**PASSAGE GIVEN:**
Yeah, Alfie lost a lot of under coat, which did not make me happy, but he was blowing coat like crazy and every day he would have knots in him.... and even without knots, his undercoat was coming out when I slickered/combed him. And, yes, I did spray him with water with some conditioner mixed in before I groomed. I was told by the owner of Alfie's father that silvers are harder to keep in coat... now I see why! lol. So, his legs are not as "fluffy" as they could/should be as the hair was longer on them but it was wispy from loss of undercoat so we had to clip it back to make it look fluffy and not limp with long guard hairs... oh well! He is just learning the ring and what is expected of him so I am not concerned. By the time his coat grows back in well, he will understand the ring.

**DATASET RECORDS:**
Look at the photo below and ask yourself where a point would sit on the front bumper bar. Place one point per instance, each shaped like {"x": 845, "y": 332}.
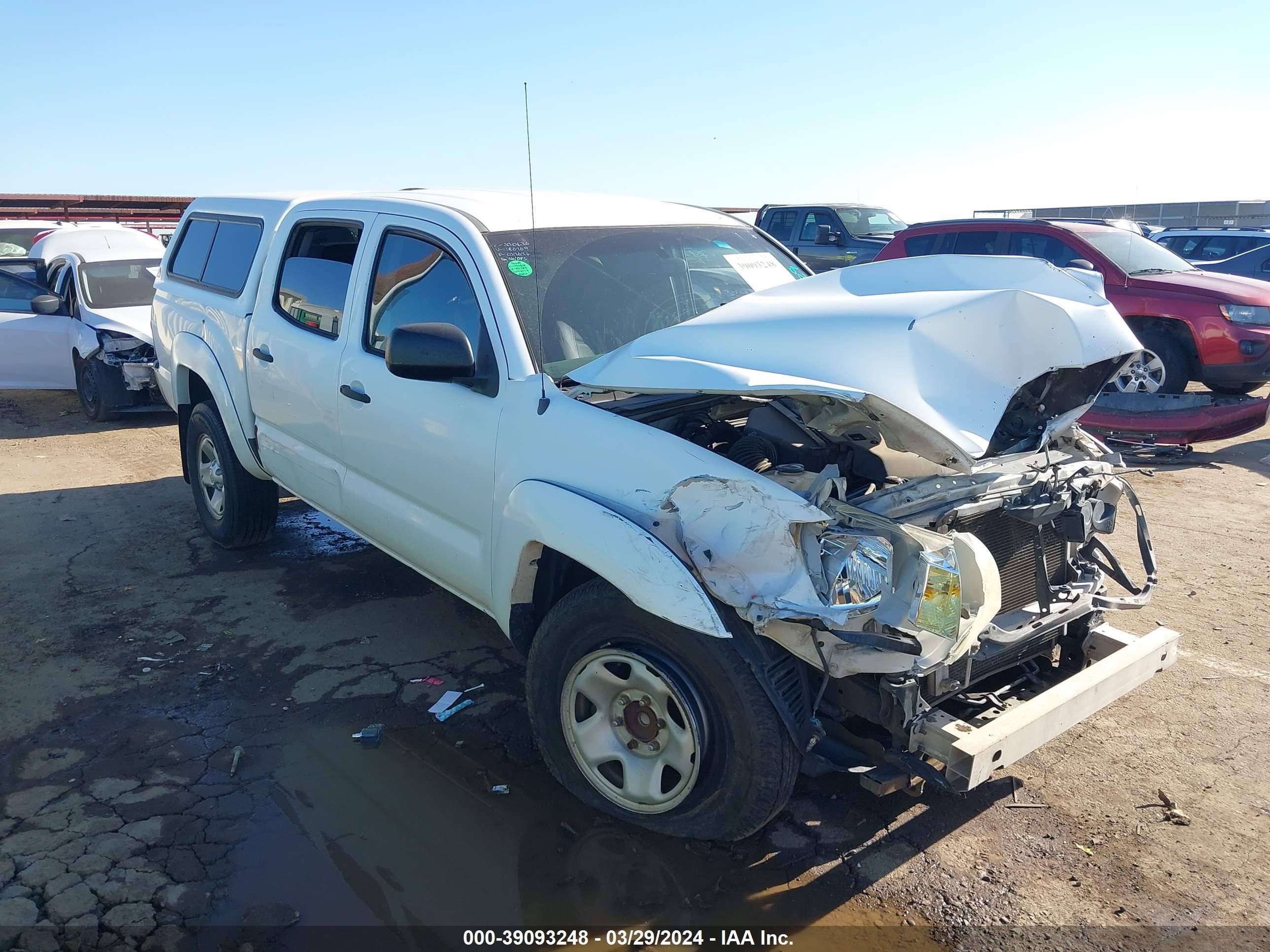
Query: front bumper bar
{"x": 1119, "y": 663}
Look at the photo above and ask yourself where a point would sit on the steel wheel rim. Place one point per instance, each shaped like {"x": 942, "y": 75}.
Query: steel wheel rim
{"x": 211, "y": 477}
{"x": 616, "y": 708}
{"x": 1143, "y": 375}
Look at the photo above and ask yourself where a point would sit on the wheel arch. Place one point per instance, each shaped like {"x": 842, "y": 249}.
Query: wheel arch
{"x": 197, "y": 377}
{"x": 552, "y": 540}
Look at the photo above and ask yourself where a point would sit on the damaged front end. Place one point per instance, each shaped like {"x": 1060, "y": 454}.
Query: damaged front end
{"x": 931, "y": 544}
{"x": 926, "y": 611}
{"x": 134, "y": 358}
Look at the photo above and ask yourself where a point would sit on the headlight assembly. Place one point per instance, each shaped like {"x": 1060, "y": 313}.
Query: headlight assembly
{"x": 1246, "y": 314}
{"x": 938, "y": 607}
{"x": 858, "y": 568}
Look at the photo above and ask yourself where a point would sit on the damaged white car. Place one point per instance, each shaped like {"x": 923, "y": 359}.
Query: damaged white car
{"x": 741, "y": 519}
{"x": 76, "y": 316}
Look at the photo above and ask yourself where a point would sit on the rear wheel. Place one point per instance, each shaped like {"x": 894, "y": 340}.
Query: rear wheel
{"x": 235, "y": 507}
{"x": 1163, "y": 367}
{"x": 654, "y": 724}
{"x": 96, "y": 391}
{"x": 1234, "y": 389}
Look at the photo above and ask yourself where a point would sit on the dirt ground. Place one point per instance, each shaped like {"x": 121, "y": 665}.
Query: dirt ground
{"x": 136, "y": 658}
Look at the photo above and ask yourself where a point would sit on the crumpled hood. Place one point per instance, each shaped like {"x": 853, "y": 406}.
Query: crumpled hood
{"x": 121, "y": 320}
{"x": 1223, "y": 287}
{"x": 930, "y": 351}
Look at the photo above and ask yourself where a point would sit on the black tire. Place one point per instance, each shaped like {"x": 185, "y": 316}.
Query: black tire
{"x": 248, "y": 506}
{"x": 1178, "y": 369}
{"x": 98, "y": 391}
{"x": 748, "y": 762}
{"x": 1234, "y": 389}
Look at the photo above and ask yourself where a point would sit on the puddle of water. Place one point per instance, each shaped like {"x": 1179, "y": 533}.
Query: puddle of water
{"x": 303, "y": 532}
{"x": 408, "y": 838}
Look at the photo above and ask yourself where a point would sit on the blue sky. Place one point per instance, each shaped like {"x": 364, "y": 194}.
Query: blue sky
{"x": 929, "y": 108}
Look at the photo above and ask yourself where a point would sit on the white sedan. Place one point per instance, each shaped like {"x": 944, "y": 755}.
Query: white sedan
{"x": 82, "y": 322}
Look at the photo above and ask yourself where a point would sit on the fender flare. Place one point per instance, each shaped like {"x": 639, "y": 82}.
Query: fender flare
{"x": 84, "y": 343}
{"x": 191, "y": 354}
{"x": 614, "y": 547}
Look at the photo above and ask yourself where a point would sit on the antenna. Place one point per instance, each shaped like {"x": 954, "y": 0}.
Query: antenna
{"x": 534, "y": 240}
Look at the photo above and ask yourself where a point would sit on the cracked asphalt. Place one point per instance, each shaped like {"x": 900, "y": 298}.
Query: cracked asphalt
{"x": 138, "y": 657}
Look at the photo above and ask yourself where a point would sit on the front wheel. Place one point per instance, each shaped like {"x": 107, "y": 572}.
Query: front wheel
{"x": 96, "y": 391}
{"x": 1160, "y": 369}
{"x": 235, "y": 507}
{"x": 661, "y": 726}
{"x": 1235, "y": 389}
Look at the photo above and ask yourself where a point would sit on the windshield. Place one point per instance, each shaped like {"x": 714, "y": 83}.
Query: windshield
{"x": 118, "y": 283}
{"x": 601, "y": 289}
{"x": 1134, "y": 254}
{"x": 870, "y": 221}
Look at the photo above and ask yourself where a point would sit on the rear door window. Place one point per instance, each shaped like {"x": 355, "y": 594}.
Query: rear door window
{"x": 317, "y": 271}
{"x": 1033, "y": 244}
{"x": 1185, "y": 245}
{"x": 978, "y": 243}
{"x": 232, "y": 256}
{"x": 921, "y": 244}
{"x": 1217, "y": 247}
{"x": 196, "y": 241}
{"x": 780, "y": 224}
{"x": 812, "y": 223}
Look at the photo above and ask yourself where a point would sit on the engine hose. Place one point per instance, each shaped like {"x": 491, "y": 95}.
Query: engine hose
{"x": 703, "y": 429}
{"x": 755, "y": 452}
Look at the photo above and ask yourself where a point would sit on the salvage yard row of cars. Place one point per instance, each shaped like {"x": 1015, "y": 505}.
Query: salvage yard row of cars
{"x": 741, "y": 517}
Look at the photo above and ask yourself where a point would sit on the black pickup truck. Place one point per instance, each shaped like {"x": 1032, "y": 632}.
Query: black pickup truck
{"x": 830, "y": 235}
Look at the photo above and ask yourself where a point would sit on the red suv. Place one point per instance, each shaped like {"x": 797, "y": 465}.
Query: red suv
{"x": 1193, "y": 324}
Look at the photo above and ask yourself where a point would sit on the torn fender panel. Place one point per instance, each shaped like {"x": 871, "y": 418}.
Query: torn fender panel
{"x": 134, "y": 322}
{"x": 747, "y": 546}
{"x": 759, "y": 550}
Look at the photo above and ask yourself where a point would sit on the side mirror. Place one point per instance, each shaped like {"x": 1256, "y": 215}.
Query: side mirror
{"x": 436, "y": 352}
{"x": 46, "y": 304}
{"x": 825, "y": 235}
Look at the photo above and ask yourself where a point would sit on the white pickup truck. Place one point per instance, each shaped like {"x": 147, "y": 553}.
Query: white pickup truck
{"x": 740, "y": 518}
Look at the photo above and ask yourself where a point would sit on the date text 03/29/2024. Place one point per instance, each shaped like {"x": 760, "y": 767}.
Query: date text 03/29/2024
{"x": 625, "y": 938}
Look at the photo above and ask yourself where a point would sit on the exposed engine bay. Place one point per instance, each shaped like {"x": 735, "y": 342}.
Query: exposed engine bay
{"x": 135, "y": 360}
{"x": 935, "y": 552}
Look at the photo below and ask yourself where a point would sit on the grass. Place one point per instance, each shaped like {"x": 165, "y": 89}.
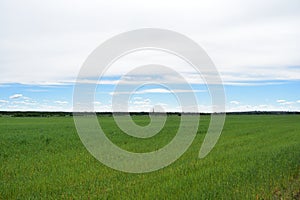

**STATED PROBLEM:** Transcribe the forum post about Alfie's coat above, everything from "Yeah, Alfie lost" down to "understand the ring.".

**EXERCISE ANSWER:**
Yeah, Alfie lost a lot of under coat, which did not make me happy, but he was blowing coat like crazy and every day he would have knots in him.... and even without knots, his undercoat was coming out when I slickered/combed him. And, yes, I did spray him with water with some conditioner mixed in before I groomed. I was told by the owner of Alfie's father that silvers are harder to keep in coat... now I see why! lol. So, his legs are not as "fluffy" as they could/should be as the hair was longer on them but it was wispy from loss of undercoat so we had to clip it back to make it look fluffy and not limp with long guard hairs... oh well! He is just learning the ring and what is expected of him so I am not concerned. By the time his coat grows back in well, he will understand the ring.